Working data:

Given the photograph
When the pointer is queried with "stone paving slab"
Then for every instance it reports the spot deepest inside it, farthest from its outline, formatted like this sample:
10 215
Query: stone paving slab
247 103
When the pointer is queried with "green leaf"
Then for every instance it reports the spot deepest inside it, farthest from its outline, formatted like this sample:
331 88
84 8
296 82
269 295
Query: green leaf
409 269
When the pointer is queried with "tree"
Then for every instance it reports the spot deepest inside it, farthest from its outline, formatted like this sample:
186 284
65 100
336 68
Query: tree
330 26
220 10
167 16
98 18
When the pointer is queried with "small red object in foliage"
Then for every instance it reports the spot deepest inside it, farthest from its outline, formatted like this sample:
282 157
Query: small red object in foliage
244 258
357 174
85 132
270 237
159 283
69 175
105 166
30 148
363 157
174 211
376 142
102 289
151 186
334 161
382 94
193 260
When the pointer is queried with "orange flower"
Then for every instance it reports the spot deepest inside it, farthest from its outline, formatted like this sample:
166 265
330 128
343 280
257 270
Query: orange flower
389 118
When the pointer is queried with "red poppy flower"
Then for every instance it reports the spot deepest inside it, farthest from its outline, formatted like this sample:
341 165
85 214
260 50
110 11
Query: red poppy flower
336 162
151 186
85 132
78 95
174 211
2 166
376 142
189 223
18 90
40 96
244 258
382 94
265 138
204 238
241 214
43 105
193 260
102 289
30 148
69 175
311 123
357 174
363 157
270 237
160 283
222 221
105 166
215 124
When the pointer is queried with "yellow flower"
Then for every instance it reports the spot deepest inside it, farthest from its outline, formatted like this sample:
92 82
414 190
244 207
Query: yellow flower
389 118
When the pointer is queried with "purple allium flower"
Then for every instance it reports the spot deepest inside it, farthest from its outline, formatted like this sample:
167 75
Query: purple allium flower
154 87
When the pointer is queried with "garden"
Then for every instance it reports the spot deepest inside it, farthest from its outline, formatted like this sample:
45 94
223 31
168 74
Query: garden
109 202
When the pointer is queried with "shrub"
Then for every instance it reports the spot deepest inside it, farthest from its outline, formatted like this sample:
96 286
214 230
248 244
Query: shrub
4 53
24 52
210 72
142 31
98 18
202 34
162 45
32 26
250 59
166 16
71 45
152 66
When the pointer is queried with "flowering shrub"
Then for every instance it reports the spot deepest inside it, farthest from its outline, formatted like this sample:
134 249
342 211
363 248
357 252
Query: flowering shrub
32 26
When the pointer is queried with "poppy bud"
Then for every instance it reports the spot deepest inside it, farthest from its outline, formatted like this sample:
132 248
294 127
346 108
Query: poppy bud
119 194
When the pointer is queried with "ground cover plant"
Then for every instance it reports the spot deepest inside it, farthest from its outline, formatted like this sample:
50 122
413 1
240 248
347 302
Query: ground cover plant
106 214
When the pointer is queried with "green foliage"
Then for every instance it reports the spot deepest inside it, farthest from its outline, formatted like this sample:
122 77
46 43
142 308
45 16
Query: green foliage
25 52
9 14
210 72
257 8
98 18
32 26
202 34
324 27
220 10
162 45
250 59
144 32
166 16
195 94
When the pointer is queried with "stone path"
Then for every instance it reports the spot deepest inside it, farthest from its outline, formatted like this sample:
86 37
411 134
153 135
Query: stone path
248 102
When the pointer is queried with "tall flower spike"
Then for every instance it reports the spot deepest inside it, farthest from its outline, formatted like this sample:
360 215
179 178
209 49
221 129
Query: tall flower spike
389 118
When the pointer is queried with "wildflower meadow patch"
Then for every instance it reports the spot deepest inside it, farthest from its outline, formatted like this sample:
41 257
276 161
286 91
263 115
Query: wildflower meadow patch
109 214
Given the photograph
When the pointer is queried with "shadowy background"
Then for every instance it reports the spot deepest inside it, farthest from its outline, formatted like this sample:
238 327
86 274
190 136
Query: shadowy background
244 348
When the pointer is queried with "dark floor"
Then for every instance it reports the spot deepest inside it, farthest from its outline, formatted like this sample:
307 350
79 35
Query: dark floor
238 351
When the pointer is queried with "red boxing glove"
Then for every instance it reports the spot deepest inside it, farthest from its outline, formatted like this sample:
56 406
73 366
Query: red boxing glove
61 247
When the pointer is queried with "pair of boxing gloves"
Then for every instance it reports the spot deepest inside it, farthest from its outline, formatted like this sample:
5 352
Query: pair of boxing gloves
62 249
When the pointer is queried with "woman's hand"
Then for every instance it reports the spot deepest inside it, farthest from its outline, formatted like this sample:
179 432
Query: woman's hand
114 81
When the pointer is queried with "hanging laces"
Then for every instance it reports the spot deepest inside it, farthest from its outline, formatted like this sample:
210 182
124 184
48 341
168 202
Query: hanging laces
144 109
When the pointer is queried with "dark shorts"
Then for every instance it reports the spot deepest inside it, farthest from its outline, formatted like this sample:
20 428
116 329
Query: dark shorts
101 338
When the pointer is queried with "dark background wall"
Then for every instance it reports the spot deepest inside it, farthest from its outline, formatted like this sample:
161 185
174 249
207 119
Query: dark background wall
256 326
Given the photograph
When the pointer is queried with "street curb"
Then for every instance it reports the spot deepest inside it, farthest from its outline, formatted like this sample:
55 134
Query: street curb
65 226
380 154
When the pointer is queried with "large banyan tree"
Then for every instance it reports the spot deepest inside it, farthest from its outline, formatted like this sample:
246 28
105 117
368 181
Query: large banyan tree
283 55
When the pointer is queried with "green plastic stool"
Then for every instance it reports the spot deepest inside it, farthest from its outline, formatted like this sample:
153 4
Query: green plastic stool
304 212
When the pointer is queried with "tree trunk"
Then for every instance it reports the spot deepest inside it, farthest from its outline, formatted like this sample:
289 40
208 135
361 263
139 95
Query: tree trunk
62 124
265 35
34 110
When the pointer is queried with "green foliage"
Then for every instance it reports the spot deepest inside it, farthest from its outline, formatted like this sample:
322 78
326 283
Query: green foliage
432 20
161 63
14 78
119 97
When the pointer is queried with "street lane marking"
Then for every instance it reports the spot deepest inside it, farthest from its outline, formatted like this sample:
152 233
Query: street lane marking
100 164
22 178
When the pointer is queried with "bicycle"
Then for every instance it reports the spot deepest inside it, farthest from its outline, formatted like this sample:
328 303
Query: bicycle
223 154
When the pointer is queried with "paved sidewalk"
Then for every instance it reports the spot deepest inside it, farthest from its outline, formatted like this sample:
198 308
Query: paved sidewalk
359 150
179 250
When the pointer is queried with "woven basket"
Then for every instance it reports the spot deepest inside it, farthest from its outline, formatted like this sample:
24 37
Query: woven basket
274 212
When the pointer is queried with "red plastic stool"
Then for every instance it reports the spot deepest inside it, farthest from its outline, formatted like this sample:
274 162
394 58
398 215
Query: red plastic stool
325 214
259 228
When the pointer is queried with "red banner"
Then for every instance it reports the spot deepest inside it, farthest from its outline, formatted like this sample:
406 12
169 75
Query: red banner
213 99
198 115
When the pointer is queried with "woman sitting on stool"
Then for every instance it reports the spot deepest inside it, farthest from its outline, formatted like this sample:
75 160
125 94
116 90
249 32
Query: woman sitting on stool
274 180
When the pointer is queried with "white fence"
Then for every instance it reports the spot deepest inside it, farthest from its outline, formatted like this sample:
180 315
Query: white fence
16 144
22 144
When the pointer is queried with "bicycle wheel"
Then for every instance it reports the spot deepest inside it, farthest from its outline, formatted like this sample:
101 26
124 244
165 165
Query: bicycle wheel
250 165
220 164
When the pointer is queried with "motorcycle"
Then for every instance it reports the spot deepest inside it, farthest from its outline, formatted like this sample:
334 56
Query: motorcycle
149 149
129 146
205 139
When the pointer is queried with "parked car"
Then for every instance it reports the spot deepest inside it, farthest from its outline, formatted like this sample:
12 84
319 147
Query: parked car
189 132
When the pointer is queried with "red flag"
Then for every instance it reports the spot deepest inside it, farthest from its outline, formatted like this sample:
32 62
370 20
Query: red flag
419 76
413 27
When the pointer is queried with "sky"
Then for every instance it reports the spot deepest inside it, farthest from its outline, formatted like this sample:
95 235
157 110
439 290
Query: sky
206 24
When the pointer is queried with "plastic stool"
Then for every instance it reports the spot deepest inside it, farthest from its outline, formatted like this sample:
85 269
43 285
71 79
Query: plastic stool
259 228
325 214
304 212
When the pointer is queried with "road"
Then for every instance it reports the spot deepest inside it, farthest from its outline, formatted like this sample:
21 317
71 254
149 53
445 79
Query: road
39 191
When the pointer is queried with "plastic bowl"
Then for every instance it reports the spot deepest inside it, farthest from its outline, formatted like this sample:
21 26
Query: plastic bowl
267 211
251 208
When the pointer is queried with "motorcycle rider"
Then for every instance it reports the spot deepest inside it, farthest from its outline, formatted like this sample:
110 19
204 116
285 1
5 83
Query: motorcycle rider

Task details: List each line of the entries above that contains the word "leaf", one line per row as it appears.

Problem solution:
When the pointer is queried with "green leaf"
Query: green leaf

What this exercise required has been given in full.